LinuxQuestions.org
Share your knowledge at the LQ Wiki.
Home Forums Tutorials Articles Register
Go Back   LinuxQuestions.org > Forums > Non-*NIX Forums > Programming
User Name
Password
Programming This forum is for all programming questions.
The question does not have to be directly related to Linux and any language is fair game.

Notices


Reply
  Search this Thread
Old 04-20-2006, 03:29 PM   #1
uckl_lyk
LQ Newbie
 
Registered: Apr 2006
Posts: 2

Rep: Reputation: 0
system call sem_wait() interrupted


Hi all,

My program has created 15-pairs of threads associated with 15 semaphores respectively. For example, Pair-1 has T1 and T2 where T1 performs sem_wait() while T2 performs sem_post() on a semaphore, S1. In between, sem_getvalue() is called before and after of both sem_wait() and sem_post(). The same program flow is executed by the other 14 pairs of threads. Besides that, an additional thread is created to periodically check all of the 15 semaphore values with sem_getvalue().

Point annotation dataset records:
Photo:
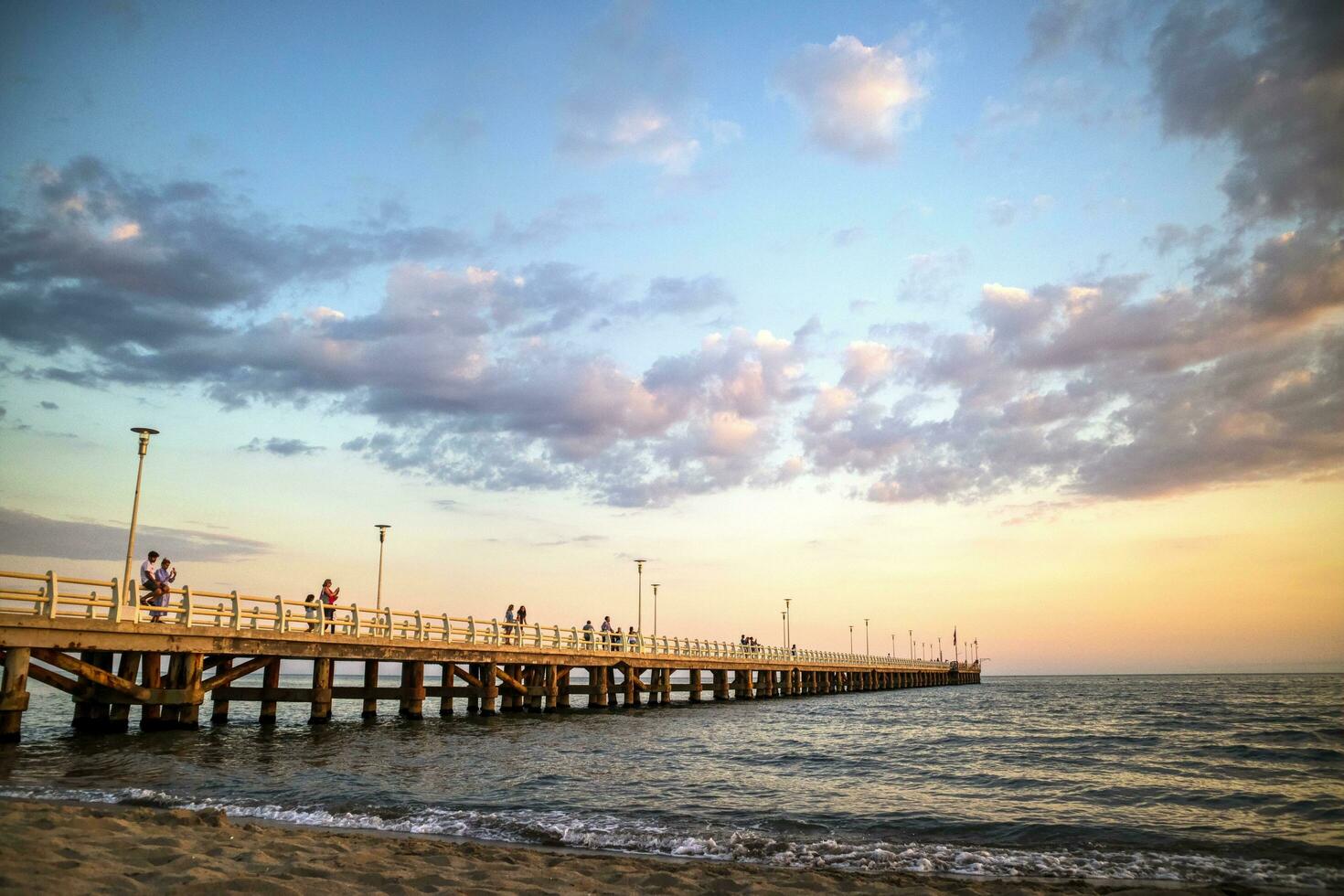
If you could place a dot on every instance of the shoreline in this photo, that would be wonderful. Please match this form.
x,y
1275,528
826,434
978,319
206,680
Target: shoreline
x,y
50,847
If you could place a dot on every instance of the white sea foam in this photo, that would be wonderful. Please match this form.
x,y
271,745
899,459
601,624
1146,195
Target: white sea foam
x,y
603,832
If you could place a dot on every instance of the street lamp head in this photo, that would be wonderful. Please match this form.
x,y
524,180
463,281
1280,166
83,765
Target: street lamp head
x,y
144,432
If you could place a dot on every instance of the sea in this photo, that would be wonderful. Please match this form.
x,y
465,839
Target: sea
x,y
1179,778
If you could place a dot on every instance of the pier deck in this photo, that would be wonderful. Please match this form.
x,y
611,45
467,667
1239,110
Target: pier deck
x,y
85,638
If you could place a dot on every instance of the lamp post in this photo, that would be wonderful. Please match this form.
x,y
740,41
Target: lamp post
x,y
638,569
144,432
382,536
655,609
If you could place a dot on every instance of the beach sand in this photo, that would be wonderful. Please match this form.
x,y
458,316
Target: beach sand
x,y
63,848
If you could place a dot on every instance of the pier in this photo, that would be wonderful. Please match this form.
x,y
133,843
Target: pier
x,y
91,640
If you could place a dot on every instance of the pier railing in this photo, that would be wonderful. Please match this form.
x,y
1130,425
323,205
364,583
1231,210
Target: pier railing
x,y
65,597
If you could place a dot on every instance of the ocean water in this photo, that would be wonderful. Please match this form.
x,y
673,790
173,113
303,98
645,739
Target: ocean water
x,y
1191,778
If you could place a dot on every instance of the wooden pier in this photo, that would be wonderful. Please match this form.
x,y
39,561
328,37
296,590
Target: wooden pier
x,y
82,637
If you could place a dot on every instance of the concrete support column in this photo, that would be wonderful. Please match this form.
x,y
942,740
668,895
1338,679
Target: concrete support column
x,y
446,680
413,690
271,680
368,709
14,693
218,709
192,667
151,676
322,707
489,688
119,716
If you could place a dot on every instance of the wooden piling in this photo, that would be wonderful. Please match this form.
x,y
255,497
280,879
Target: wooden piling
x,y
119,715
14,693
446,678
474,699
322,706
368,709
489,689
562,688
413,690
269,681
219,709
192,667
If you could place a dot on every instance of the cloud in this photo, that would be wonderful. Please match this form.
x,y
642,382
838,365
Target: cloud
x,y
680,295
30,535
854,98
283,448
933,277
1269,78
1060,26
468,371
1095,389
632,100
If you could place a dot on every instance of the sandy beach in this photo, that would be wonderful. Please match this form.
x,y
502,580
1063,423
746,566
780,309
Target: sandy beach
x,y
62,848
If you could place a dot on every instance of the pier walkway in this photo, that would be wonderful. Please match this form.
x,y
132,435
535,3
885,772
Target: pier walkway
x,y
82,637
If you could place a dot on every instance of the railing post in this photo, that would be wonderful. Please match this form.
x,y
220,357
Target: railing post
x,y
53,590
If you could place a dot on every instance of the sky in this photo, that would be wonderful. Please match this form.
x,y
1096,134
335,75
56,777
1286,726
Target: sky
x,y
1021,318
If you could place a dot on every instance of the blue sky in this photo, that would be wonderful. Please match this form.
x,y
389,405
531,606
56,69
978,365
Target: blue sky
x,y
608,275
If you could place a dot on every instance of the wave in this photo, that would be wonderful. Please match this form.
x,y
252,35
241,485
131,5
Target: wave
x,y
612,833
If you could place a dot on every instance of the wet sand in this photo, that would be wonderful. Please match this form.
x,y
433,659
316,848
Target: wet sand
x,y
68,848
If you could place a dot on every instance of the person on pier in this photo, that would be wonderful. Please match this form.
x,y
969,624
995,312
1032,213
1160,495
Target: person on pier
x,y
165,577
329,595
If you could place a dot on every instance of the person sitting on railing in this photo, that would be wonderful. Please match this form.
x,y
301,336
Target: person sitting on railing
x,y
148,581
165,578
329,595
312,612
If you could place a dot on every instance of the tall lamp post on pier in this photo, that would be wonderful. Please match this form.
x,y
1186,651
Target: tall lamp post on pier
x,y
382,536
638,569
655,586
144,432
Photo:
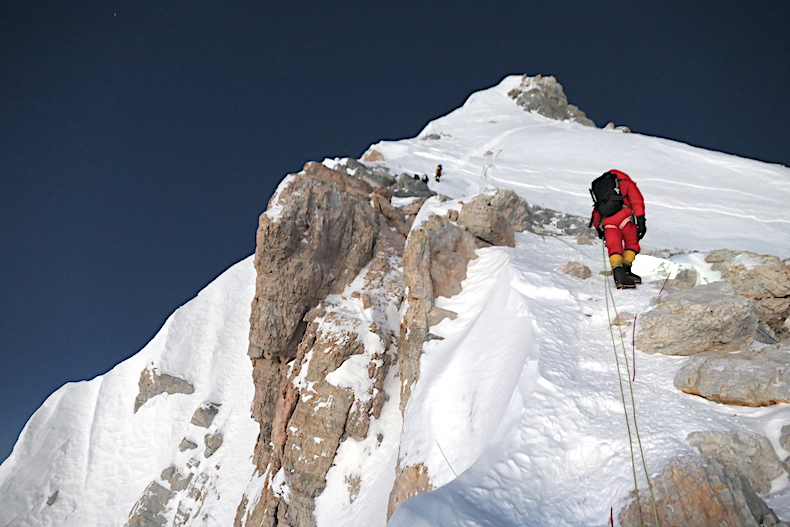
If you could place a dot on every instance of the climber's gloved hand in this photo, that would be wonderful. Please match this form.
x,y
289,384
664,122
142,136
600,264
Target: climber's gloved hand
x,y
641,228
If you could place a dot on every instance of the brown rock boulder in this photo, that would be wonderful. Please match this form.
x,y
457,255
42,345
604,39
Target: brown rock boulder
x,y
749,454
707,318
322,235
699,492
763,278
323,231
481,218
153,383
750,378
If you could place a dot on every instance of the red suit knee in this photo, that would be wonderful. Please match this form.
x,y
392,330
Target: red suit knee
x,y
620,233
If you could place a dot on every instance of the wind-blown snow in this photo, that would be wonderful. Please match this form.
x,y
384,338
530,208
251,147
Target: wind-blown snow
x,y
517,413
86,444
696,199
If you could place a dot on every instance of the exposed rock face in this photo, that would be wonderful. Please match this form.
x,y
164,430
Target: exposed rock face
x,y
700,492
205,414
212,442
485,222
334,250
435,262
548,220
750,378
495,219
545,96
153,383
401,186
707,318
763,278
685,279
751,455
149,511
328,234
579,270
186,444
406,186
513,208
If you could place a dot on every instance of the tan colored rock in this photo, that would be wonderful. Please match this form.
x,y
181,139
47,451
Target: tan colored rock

...

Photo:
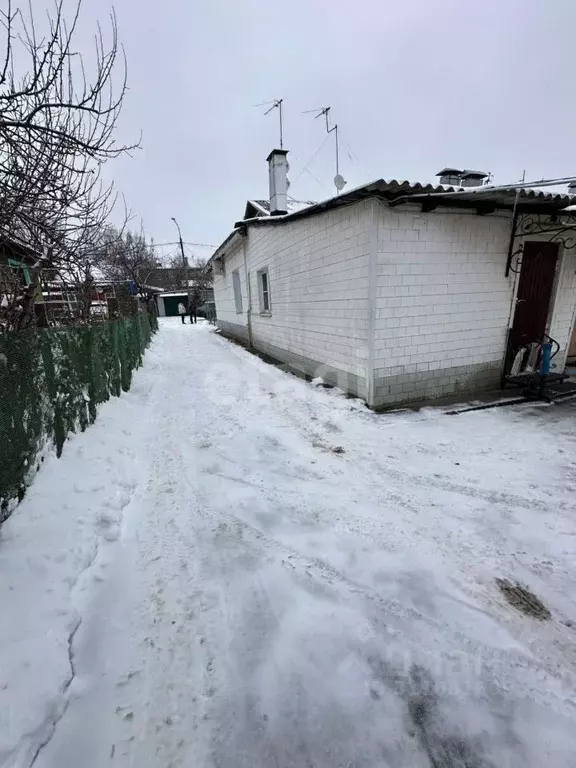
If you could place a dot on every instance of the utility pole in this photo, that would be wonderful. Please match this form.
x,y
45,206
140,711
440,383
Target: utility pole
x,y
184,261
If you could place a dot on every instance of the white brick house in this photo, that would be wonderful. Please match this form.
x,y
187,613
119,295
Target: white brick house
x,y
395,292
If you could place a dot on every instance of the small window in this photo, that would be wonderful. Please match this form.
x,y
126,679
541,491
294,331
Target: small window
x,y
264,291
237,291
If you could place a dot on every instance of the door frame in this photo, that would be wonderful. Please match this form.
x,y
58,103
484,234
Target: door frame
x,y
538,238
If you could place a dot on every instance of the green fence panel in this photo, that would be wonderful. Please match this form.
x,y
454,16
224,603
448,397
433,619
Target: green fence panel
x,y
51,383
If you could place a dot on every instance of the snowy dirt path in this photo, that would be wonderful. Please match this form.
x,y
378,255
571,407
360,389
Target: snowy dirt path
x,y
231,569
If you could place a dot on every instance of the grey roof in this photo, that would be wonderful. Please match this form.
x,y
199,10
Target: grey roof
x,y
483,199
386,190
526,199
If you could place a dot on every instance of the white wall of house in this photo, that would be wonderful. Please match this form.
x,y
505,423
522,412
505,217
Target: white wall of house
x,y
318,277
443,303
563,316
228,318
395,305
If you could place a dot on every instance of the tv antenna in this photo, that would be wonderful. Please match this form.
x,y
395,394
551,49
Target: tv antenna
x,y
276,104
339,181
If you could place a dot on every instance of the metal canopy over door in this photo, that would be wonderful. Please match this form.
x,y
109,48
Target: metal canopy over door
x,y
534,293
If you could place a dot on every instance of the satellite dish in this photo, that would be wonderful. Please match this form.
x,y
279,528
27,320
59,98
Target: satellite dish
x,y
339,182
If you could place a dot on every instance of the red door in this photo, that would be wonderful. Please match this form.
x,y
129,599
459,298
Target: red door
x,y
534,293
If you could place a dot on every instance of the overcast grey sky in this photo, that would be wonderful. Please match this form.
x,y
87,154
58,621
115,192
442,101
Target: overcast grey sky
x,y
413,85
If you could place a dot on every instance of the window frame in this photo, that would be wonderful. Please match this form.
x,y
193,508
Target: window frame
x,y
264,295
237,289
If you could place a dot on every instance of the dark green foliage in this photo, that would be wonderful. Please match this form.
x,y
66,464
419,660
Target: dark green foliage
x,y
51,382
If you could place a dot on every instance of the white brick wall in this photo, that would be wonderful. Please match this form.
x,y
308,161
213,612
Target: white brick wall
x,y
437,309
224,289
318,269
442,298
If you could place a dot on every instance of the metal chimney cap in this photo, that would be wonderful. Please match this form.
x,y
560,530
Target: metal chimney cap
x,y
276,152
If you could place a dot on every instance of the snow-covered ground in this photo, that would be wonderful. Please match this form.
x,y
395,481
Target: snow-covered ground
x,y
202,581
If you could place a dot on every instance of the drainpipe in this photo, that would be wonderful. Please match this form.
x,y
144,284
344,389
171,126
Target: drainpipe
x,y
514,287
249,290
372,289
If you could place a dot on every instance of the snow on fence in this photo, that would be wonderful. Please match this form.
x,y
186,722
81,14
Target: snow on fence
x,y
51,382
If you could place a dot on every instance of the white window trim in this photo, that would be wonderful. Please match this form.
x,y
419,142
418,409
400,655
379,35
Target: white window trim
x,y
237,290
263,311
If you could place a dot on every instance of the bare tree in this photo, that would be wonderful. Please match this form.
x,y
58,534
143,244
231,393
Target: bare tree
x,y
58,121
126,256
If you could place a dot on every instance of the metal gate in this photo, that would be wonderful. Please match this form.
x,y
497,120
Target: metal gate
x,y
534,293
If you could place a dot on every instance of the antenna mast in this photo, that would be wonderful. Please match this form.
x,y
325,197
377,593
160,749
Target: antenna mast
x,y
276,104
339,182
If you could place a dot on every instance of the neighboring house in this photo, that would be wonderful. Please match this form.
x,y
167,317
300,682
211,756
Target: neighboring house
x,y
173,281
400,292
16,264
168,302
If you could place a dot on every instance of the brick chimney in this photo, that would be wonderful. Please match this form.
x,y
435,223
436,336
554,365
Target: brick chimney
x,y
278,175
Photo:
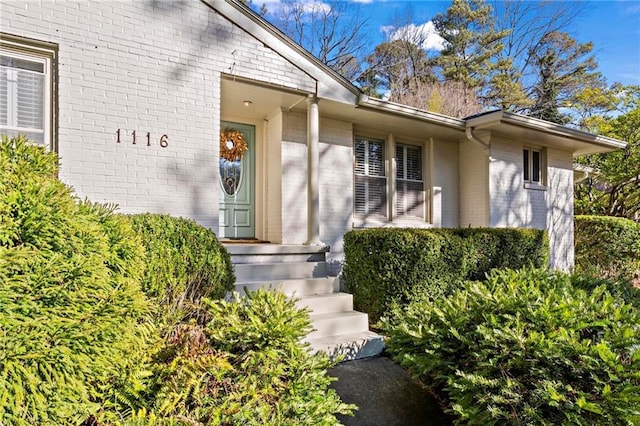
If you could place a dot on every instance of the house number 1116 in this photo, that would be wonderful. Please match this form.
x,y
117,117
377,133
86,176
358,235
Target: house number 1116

→ Task list:
a - Name every semaphore function that the sem_wait() forum thread mentions.
b - From the sem_wait() forum thread, reproduce verbatim everything from "Home Forums Tutorials" down to "all programming questions.".
c - Answer these from the sem_wait() forum thread:
(i) What date and time is shown for post #1?
(ii) How many pairs of threads has the poster's program created?
(iii) What does the additional thread do?

→ Answers by task:
a - sem_wait(), sem_post(), sem_getvalue()

b -
Home Forums Tutorials Articles Register
Go Back   LinuxQuestions.org > Forums > Non-*NIX Forums > Programming
User Name
Password
Programming This forum is for all programming questions.

c -
(i) 04-20-2006, 03:29 PM
(ii) 15
(iii) It periodically checks all 15 semaphore values with sem_getvalue().